Recorded information ::
* start *

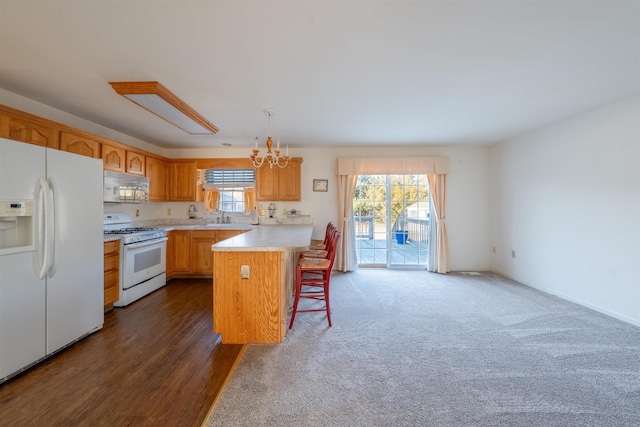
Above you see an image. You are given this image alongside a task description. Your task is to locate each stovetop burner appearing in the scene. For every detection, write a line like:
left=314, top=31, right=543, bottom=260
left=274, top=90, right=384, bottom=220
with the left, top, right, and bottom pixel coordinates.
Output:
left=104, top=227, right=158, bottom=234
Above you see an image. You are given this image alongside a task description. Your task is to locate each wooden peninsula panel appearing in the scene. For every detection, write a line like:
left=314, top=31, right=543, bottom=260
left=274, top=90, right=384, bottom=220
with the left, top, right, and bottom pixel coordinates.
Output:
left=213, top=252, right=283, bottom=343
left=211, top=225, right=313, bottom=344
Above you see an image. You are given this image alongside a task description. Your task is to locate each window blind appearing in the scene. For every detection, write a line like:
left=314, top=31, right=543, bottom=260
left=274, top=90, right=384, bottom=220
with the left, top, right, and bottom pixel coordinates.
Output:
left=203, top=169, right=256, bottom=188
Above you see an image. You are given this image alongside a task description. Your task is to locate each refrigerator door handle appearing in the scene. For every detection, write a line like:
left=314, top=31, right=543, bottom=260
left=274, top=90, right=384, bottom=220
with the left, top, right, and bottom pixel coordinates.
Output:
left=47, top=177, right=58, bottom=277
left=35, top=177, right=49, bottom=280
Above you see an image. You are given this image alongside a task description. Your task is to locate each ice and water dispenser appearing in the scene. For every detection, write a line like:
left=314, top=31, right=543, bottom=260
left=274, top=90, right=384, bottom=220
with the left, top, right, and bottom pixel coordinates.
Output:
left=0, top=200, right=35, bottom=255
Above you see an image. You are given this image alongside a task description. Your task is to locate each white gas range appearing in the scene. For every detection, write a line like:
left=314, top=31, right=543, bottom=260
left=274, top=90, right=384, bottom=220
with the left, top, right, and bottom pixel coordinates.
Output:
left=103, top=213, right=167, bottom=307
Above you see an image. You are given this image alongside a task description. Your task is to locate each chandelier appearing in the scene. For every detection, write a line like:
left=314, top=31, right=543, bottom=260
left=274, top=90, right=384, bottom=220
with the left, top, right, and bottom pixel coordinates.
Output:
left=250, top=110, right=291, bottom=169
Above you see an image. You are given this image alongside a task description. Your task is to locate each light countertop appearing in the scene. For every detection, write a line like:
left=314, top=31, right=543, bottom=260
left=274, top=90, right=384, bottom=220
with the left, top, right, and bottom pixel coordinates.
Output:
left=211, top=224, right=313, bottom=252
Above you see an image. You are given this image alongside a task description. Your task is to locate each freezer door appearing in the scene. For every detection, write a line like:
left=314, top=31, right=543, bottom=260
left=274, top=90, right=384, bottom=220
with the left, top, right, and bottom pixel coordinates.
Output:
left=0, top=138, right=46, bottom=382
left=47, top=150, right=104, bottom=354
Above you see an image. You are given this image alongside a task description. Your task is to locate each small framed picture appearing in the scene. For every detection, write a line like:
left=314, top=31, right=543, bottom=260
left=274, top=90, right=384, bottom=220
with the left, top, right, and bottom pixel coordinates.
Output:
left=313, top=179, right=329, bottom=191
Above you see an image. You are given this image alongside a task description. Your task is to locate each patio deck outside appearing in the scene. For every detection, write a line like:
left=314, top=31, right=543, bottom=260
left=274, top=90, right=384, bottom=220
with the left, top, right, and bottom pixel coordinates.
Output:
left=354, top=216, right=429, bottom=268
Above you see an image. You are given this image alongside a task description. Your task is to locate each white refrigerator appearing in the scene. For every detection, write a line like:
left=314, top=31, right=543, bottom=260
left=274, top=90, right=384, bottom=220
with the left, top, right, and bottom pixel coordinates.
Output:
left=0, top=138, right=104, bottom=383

* end *

What is expected :: Could you return, word for word, the lines from the rows above, starting with the line containing "locate each wooden" and going on through the line containing "left=211, top=225, right=313, bottom=344", both of those lines included?

Written reply ::
Above you see an image. You are given this image alongside a task description. Your task is to locate each wooden peninsula panel appearing in the scene. For every detection, write a line like:
left=314, top=31, right=543, bottom=260
left=274, top=90, right=384, bottom=220
with the left, top, right, and bottom pixel coordinates.
Output:
left=213, top=252, right=283, bottom=343
left=211, top=225, right=313, bottom=344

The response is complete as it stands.